- Complete the following
A – Quote the sermon notes on John 4 word for word, from "This is one" to "glorious he is.".
B – List each bullet point under the heading "history lesson: Jew and Samaritans" in the sermon notes on John 4.

- Passage to read
+ + +

(036) The Gospel of John VII: The Prodigal Daughter
The Gospel of John VIII: The Prodigal Daughter
John 4:1-26
June 29, 2008
Prep:
· Sermons: Last week (glory), previous week (spirit realm), Phil XII (grace), Driscoll.
· Samaritans, John 3 vrs. 4 chart
Opening
· Work parties and communities.
This is one of my favorite stories about Jesus, “The Samaritan Woman.” Jesus bridges social, religious, gender, and ethnic divides to reach out to a woman even rejected by her own people.
· Last week: the glory of God; we enjoy God by glorifying him.
· Stories like this show us how glorious he is.
There are two significant themes in this story, so two sermons: 1) Jesus reaching out with love to an outcast, and 2) how we outcasts now reach out to each other.
Prayer
· Show us your love, acceptance, mercy, and grace.
· Help us extend these to even the difficult people.
nicodemus and the samaritan
Ä Comparisons and contrasts between this chapter and last – A wealthy religious Jew and a sinful, poor sinful Samaritan.
· God welcomes both the Fundamentalists and the party girl!
· It was the party girl that responded quickly and eagerly.
John 4:1-26 NIV The Pharisees heard that Jesus was gaining and baptizing more disciples than John, 2 although in fact it was not Jesus who baptized, but his disciples. 3 ¶ When the Lord learned of this, he left Judea and went back once more to Galilee.
The Pharisees, not being wild about John or Jesus, had already began to play off of potential rivalry. John and Jesus felt no such competition, but their disciples did, so Jesus moves along.
4 Now he had to go through Samaria.
history lesson: Jew and Samaritans
Jews and Samaritans didn’t like each other (like Arthur and Japanese).
· Israel’s deportation and resettlement.
· Mixed religion.
· Spurned offer to help with temple.
· Theological: Where to worship [Mount Gerizim (left)], Bible
· Destruction of Samaritan temple, desecration of Jewish.
· Slaughter of Galileans.
They just didn’t like each other. When His enemies wanted to call Jesus an insulting name, they called Him a Samaritan.
5 So he came to a town in Samaria called Sychar, near the plot of ground Jacob had given to his son Joseph. 6 Jacob’s well was there, and Jesus, tired as he was from the journey, sat down by the well. It was about the sixth hour.
John is careful to show that Jesus, while being God, was also a human and experienced the weakness of humans.
We are not exactly sure where Sycahr was, but we do have a pretty good guess about the well. This is it.
7 ¶ When a Samaritan woman came to draw water, Jesus said to her, “Will you give me a drink?” 8 (His disciples had gone into the town to buy food.)
For some reason it took all 12 disciples to go shopping. It seems that Jesus weariness had a divine purpose.
This was a very odd time to get the water. It was probably about a ¼ to ½ mile walk, and the sixth hour means it was around noon. In village life, everything was done together, so her seclusion and the time of day makes it seem that she was an outcast.

+ + +

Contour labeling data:
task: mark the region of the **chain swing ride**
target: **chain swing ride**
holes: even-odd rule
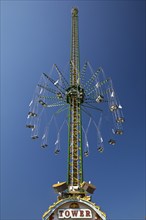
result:
[[[123,134],[124,122],[122,106],[115,93],[112,79],[106,76],[101,67],[94,71],[89,61],[86,61],[80,70],[77,8],[72,9],[71,43],[71,57],[68,64],[70,75],[61,71],[56,64],[53,65],[49,74],[41,75],[29,104],[26,122],[33,140],[40,138],[41,135],[42,148],[48,147],[49,132],[52,125],[55,126],[57,139],[54,143],[54,153],[56,155],[61,150],[62,129],[64,126],[68,129],[68,179],[67,182],[53,185],[61,199],[75,195],[85,198],[86,193],[92,194],[95,190],[92,184],[83,180],[82,157],[83,154],[85,157],[89,155],[90,130],[95,130],[97,151],[103,153],[105,145],[105,137],[102,136],[103,121],[106,123],[105,127],[109,125],[110,138],[106,141],[109,145],[115,145],[117,137]],[[51,109],[53,113],[50,117],[47,112]],[[58,116],[62,113],[67,117],[63,117],[62,122],[58,123]],[[44,115],[47,124],[41,134],[40,127],[44,124],[42,122]]]

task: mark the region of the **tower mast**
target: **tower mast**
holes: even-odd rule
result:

+ + +

- Complete answers
A –
This is one of my favorite stories about Jesus, “The Samaritan Woman.” Jesus bridges social, religious, gender, and ethnic divides to reach out to a woman even rejected by her own people.
· Last week: the glory of God; we enjoy God by glorifying him.
· Stories like this show us how glorious he is.

B –
- Israel’s deportation and resettlement.
- Mixed religion.
- Spurned offer to help with temple.
- Theological: Where to worship [Mount Gerizim (left)], Bible
- Destruction of Samaritan temple, desecration of Jewish.
- Slaughter of Galileans.